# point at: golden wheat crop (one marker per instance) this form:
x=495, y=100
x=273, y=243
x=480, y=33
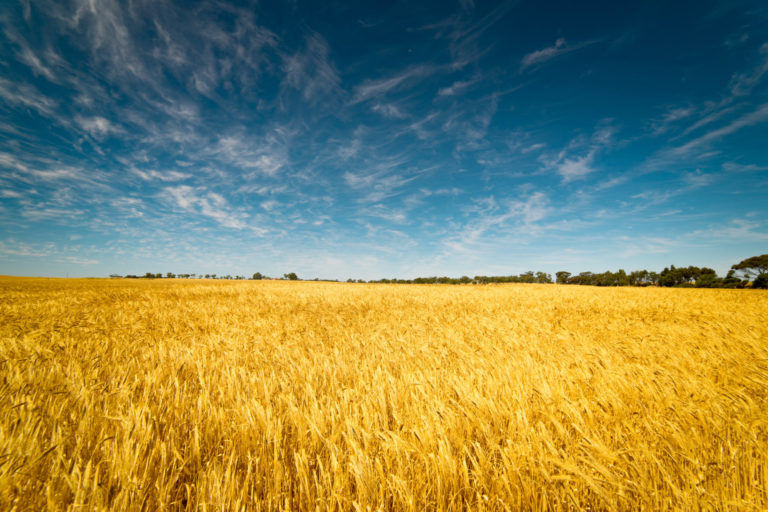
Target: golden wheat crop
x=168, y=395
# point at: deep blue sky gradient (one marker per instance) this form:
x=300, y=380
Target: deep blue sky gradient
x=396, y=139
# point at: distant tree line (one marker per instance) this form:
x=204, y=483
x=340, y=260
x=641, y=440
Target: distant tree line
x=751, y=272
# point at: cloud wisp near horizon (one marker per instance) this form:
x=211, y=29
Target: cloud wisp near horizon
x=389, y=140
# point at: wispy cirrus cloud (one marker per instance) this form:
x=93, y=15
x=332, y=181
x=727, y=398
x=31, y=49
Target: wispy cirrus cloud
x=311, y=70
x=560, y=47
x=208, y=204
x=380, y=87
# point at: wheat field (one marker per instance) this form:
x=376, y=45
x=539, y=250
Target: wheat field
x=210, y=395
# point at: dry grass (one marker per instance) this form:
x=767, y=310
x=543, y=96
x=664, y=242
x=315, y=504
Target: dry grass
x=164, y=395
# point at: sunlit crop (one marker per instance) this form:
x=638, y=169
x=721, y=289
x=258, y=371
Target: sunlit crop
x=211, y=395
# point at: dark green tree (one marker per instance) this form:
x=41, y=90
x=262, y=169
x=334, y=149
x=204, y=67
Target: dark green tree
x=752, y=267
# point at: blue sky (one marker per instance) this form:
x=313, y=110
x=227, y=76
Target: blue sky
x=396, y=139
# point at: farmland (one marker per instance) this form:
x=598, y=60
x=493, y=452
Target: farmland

# # # # #

Work item
Word for word, reproduce the material above and omit each image.

Answer section
# point at: golden wheat crop (one marker per instance) this form:
x=495, y=100
x=273, y=243
x=480, y=33
Target: golden wheat crop
x=168, y=395
# point at: deep blue sky gradient (one marker per instance) this form:
x=300, y=380
Target: deep blue sky gradient
x=396, y=139
# point at: distant tree line (one marker per instance) this form:
x=204, y=483
x=340, y=260
x=641, y=440
Target: distant tree line
x=751, y=272
# point at: cloud wisp near horizon (one marker per instance) this form:
x=211, y=29
Target: cloud wisp near horizon
x=389, y=140
# point at: wispy cirrus cloud (one marker per instance) this form:
x=93, y=15
x=332, y=181
x=727, y=398
x=31, y=49
Target: wispy cirrus cloud
x=311, y=70
x=560, y=47
x=208, y=204
x=380, y=87
# point at: wheat field (one marker per instance) this form:
x=376, y=45
x=539, y=250
Target: wheat field
x=210, y=395
# point at: dry grass (one marker per instance) this form:
x=767, y=310
x=543, y=96
x=664, y=242
x=315, y=504
Target: dry grass
x=164, y=395
# point at: sunlit crop (one marker per instance) this form:
x=638, y=169
x=721, y=289
x=258, y=371
Target: sunlit crop
x=211, y=395
# point at: dark green tree (one marker per instance) this form:
x=41, y=90
x=262, y=169
x=334, y=149
x=204, y=67
Target: dark green tree
x=752, y=267
# point at: blue sky (one marker per instance) this form:
x=313, y=110
x=227, y=76
Target: blue sky
x=396, y=139
# point at: farmland (one marker per instance) this form:
x=598, y=60
x=493, y=452
Target: farmland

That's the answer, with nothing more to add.